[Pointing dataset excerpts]
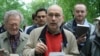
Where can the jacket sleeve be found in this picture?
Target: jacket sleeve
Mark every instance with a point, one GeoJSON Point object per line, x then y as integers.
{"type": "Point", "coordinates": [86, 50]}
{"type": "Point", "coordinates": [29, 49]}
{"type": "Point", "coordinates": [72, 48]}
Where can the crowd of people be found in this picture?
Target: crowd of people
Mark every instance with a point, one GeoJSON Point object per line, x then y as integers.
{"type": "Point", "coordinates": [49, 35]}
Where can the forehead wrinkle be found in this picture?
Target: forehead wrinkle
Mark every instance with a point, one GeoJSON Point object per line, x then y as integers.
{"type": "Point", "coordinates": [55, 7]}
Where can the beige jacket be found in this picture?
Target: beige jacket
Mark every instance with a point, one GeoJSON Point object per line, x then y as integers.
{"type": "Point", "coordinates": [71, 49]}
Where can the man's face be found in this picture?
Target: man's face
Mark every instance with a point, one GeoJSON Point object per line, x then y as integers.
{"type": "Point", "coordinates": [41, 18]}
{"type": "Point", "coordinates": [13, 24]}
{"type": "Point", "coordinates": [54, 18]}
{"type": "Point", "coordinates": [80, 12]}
* * *
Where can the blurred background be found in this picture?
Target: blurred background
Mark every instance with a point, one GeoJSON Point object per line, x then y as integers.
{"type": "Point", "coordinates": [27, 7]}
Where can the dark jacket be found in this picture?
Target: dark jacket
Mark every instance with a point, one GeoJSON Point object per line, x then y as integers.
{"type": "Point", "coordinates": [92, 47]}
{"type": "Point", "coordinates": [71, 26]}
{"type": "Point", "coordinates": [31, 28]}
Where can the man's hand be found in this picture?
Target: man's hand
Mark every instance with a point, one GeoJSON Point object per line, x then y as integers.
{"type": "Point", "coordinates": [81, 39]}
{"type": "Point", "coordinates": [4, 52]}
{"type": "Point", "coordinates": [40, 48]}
---
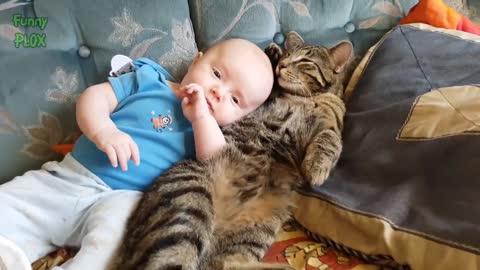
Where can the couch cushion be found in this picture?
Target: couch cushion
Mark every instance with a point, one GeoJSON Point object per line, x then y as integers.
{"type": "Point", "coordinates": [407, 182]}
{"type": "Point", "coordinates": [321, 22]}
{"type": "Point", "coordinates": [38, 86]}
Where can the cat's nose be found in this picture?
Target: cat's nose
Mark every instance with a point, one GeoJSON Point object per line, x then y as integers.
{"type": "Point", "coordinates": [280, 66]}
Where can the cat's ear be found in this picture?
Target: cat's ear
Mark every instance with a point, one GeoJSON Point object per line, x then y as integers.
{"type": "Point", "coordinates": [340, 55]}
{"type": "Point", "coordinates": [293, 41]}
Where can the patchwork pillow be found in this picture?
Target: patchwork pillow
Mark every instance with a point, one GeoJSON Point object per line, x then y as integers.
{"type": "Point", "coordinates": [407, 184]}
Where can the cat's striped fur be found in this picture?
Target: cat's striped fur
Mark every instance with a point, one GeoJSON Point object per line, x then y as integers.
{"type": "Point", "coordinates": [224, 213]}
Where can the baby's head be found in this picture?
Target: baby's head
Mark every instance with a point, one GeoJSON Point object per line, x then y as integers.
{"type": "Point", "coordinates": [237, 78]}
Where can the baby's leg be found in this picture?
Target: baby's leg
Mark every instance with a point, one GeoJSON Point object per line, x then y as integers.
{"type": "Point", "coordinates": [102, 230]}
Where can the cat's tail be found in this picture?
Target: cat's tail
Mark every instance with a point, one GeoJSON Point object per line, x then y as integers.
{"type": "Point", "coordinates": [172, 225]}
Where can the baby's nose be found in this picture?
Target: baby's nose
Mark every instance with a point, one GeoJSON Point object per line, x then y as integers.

* _Prompt_:
Return every line above that contains the string "background". Treat uppercase and lowercase letters as distinct.

* _Reply to the task_:
Where can the blurred background be found in this picture?
Target: blurred background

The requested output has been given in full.